> [GIVEN TEXT]:
:::::
Now, both A and B have that commit checked out and work on it in the same file. A is first, commits and pushes the change:

                master
                  ↓
* --- * --- X --- Y

Now, B is still based on X. There are now two possible situations this can continue:

  1. B commits their changes. A push will fail since Y was pushed in the meantime, so B has to pull first, likely resulting in a merge conflict (since both A and B are working in the same file). B is notified of that situation and has to resolve the conflict before they can go on.

    So any reversal of the changes introduced with Y are deliberately made by B.

  2. B does not commit the changes but attempts to pull first (maybe because B knows that there are new changes on the remote). Since the pull would attempt to edit the file that B is working on (and has changes in), Git will refuse to actually update the working directory with the message that “local changes would be overwritten”.

    So B again has to resolve those conflicts first before the changes can even be pulled in. Any reversal of Y are again deliberate.
:::::
> [ENTRIES PROVIDED]:
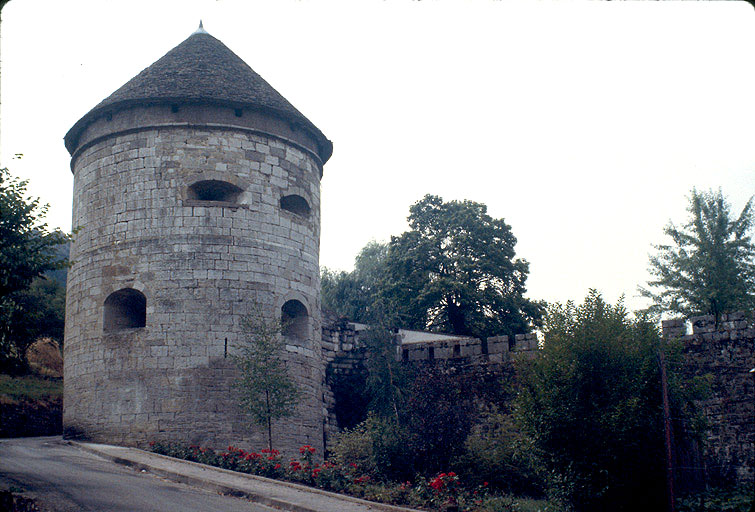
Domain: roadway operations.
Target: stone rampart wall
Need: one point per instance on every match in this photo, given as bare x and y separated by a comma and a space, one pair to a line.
725, 351
344, 354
:::::
> [SHORT EXERCISE 1]: According to the Git passage, why does Git refuse to update the working directory when B tries to pull before committing?
> [SHORT EXERCISE 2]: Reproduce every line of the listing, including the requests, but scale each point coordinate in the answers by 1.2 and round it to a whole number, with halves rounding up. Leave the picture out.
The listing has no connection to the Git passage.

> [OUTPUT 1]: Git refuses because the pull would have to edit the file that B is working on and still has local changes in. Updating it would overwrite those local changes, so Git stops with the message that "local changes would be overwritten."

> [OUTPUT 2]:
Domain: roadway operations.
Target: stone rampart wall
Need: one point per instance on every match in this photo, given as bare x and y separated by a comma and a space, one pair to a line.
870, 421
413, 425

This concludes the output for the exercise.